→ Short task: Update the rows from the start through the line with "pixel 293 208", changing "john deere tractor" to "farm tractor" and leaving everything else as it is. Give those lines back in full.

(Coordinate annotation records)
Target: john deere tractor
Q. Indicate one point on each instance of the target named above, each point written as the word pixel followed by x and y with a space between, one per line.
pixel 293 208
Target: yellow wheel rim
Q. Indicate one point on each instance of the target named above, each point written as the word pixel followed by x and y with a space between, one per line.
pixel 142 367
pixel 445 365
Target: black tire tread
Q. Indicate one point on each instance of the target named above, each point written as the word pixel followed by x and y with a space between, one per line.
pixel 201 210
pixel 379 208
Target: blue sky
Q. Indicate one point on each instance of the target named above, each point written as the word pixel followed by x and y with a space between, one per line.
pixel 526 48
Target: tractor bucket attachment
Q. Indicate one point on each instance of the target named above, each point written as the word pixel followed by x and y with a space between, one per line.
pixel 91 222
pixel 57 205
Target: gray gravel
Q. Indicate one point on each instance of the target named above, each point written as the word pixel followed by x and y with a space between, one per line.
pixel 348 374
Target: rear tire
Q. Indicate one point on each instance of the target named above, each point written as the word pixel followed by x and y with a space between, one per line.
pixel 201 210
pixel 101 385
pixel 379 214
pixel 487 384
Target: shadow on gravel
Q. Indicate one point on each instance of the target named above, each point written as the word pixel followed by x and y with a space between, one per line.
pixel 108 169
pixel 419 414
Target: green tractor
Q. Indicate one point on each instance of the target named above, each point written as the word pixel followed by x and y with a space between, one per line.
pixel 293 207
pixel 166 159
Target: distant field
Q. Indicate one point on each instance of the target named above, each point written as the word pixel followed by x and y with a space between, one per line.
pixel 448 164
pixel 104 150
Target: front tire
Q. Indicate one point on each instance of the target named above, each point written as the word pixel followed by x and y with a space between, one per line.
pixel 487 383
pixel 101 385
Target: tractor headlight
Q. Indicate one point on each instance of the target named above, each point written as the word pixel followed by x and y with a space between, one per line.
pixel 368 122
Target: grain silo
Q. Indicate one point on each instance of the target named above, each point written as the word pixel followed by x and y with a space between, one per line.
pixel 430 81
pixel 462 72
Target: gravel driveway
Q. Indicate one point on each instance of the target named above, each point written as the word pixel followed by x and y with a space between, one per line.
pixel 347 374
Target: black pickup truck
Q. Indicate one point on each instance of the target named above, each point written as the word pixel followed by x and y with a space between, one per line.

→ The solution:
Target: farm tractor
Q. Indicate one point on each instance of the target named above, each point written as the word pixel followed by x and y with a space between, one per line.
pixel 293 208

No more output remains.